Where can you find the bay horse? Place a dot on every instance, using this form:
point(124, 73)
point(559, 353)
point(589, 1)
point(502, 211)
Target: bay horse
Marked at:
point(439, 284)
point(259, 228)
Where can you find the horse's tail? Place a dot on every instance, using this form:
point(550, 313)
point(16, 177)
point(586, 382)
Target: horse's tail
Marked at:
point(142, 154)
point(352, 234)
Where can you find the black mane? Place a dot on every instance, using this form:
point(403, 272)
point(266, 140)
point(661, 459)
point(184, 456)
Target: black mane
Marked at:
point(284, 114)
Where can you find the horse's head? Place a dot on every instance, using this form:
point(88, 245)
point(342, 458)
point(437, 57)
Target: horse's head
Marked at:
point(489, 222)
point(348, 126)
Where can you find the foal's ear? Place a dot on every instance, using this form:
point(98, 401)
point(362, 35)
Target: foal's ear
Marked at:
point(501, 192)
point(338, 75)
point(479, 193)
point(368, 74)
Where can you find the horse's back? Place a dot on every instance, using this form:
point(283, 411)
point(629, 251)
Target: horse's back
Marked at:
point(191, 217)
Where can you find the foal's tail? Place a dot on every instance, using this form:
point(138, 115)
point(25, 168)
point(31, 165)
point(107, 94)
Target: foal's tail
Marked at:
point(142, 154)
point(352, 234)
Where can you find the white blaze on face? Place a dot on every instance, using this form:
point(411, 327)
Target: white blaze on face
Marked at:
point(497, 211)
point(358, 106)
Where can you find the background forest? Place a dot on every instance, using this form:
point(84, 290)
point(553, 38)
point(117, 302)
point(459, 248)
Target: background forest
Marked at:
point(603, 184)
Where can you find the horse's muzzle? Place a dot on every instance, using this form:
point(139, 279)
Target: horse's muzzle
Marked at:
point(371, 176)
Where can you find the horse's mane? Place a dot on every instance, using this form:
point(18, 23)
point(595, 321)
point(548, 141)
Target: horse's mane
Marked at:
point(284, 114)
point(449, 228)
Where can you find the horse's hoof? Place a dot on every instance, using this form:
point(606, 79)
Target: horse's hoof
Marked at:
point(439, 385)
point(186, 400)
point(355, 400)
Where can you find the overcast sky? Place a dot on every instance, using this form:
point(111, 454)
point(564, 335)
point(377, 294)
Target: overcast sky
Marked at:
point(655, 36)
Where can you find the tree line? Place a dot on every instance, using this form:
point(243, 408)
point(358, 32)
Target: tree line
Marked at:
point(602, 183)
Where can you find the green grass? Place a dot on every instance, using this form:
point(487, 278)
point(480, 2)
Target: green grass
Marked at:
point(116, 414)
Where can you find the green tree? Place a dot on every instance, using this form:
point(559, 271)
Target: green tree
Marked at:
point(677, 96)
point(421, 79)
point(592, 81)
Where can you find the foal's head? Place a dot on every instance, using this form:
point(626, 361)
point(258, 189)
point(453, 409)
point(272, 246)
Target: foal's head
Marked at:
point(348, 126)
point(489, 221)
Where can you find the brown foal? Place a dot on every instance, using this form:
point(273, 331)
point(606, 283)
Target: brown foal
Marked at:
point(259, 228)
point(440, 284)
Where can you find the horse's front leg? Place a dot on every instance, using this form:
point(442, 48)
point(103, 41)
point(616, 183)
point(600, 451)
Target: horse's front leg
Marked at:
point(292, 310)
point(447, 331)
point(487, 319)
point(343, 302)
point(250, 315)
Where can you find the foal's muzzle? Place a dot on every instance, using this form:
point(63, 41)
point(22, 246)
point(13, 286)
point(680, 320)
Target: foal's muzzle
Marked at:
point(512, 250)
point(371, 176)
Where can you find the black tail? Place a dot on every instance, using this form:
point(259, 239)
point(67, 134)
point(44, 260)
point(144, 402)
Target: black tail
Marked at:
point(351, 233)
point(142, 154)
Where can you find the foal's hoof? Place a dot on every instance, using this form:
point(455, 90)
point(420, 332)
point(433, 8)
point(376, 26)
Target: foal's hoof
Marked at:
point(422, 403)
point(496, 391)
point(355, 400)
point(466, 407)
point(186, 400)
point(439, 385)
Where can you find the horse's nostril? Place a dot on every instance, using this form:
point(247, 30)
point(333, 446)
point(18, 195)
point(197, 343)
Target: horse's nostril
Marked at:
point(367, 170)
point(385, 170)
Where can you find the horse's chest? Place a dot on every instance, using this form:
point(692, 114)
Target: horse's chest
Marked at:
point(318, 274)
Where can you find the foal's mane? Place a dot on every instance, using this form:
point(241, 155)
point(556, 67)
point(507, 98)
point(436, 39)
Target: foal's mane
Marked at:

++++

**What is required**
Reproduce every item above, putting "Located at" in place of each occurrence of "Marked at" and leaving everything else unchanged.

**Solved exercise**
Where can you find the bay horse? Place a dot on every instance, using this form:
point(124, 73)
point(559, 353)
point(589, 1)
point(502, 211)
Target: bay horse
Located at:
point(439, 284)
point(259, 228)
Where can you find the horse's tail? Place a dot on every instance, using this form:
point(550, 313)
point(16, 177)
point(586, 382)
Target: horse's tail
Located at:
point(142, 154)
point(352, 234)
Where can you find the black mane? Place a dot on every instance, using this form:
point(403, 272)
point(266, 140)
point(661, 459)
point(184, 456)
Target: black mane
Located at:
point(284, 114)
Where can you find the horse's head? Place a dot on every instance, using this form:
point(88, 245)
point(342, 458)
point(437, 57)
Target: horse's head
Located at:
point(489, 222)
point(348, 126)
Where can you find the foal's ear? Place a dot on every instance, using this form:
point(98, 401)
point(362, 35)
Target: foal's ear
Located at:
point(501, 192)
point(338, 75)
point(479, 193)
point(368, 74)
Where can you find the horse's back? Place a dot on every instance, using this form:
point(283, 411)
point(629, 251)
Target: horse's back
Located at:
point(191, 217)
Where can you find the foal's tail? Place a dot on every instance, using this form:
point(138, 115)
point(25, 168)
point(31, 165)
point(107, 94)
Target: foal's tail
Located at:
point(142, 154)
point(352, 234)
Where can you find the white blaze on face? Place a dot on every instance, using this form:
point(411, 327)
Target: white blaze on face
Located at:
point(497, 211)
point(358, 106)
Where can you find the background forest? Place a dot on every instance, using this form:
point(84, 290)
point(553, 38)
point(117, 302)
point(459, 248)
Target: background forest
Located at:
point(603, 184)
Where can you find the horse's muzzle? Place a dot on every instance, using this form:
point(139, 279)
Target: horse's muzzle
Located at:
point(371, 176)
Where can you find the horse's mane? Place a dot on every instance, using this form:
point(18, 23)
point(595, 321)
point(548, 141)
Target: horse's mane
Located at:
point(284, 114)
point(449, 228)
Where can you find the horse's hoof? Place a dot on every instance, using this form:
point(606, 79)
Target: horse's hoof
Located at:
point(439, 385)
point(186, 400)
point(355, 400)
Where can you find the overcast sky? Place a dot on every instance, using this form:
point(111, 454)
point(564, 335)
point(377, 294)
Target: overcast sky
Located at:
point(655, 36)
Where can you find the tree line? Place a dot on every instance, using this form:
point(243, 408)
point(358, 32)
Target: tree line
Located at:
point(602, 183)
Where can you find the green grass? Place a dot on every instance, using this form:
point(487, 278)
point(480, 2)
Target: green grass
Located at:
point(116, 414)
Where can you find the green tree? Place a dot on every instance, using this form:
point(559, 271)
Target: green tree
Located at:
point(677, 96)
point(421, 79)
point(592, 81)
Where can you find the foal's head? Place a dot on every instance, using this form:
point(626, 361)
point(258, 189)
point(453, 409)
point(272, 246)
Target: foal's head
Located at:
point(348, 126)
point(489, 221)
Where can you find the brown foal? Place a dot on every instance, using this form:
point(273, 331)
point(606, 283)
Target: brown foal
Located at:
point(259, 228)
point(440, 284)
Where can you find the horse's front leg? Place a dot on every instance, using this form:
point(442, 48)
point(103, 41)
point(616, 183)
point(600, 451)
Target: horse's front leg
Located at:
point(292, 310)
point(447, 331)
point(487, 319)
point(343, 302)
point(250, 315)
Where can you find the foal's muzzle? Place a dot on every instance, using this form:
point(63, 41)
point(22, 246)
point(13, 286)
point(680, 320)
Target: foal's muzzle
Located at:
point(512, 250)
point(371, 176)
Where can you find the black tail? Place a dot on every instance, using this form:
point(259, 239)
point(67, 134)
point(44, 260)
point(144, 402)
Target: black tail
Located at:
point(351, 233)
point(142, 154)
Where can you find the foal's hoof? Place a dot on every instance, using this form:
point(455, 90)
point(420, 332)
point(433, 8)
point(376, 26)
Target: foal's hoof
Located at:
point(422, 403)
point(496, 391)
point(355, 400)
point(466, 407)
point(186, 400)
point(439, 385)
Where can you find the horse's nostril? Place a dot on every instance, using this form:
point(247, 30)
point(333, 446)
point(18, 195)
point(197, 343)
Target: horse's nostril
Located at:
point(367, 170)
point(385, 170)
Where can you find the horse's chest? Place a dot on every instance, using this form:
point(692, 114)
Target: horse's chest
Located at:
point(318, 274)
Where can you find the foal's mane? Place a dot on every instance, using this form:
point(241, 155)
point(556, 67)
point(507, 98)
point(436, 39)
Target: foal's mane
Located at:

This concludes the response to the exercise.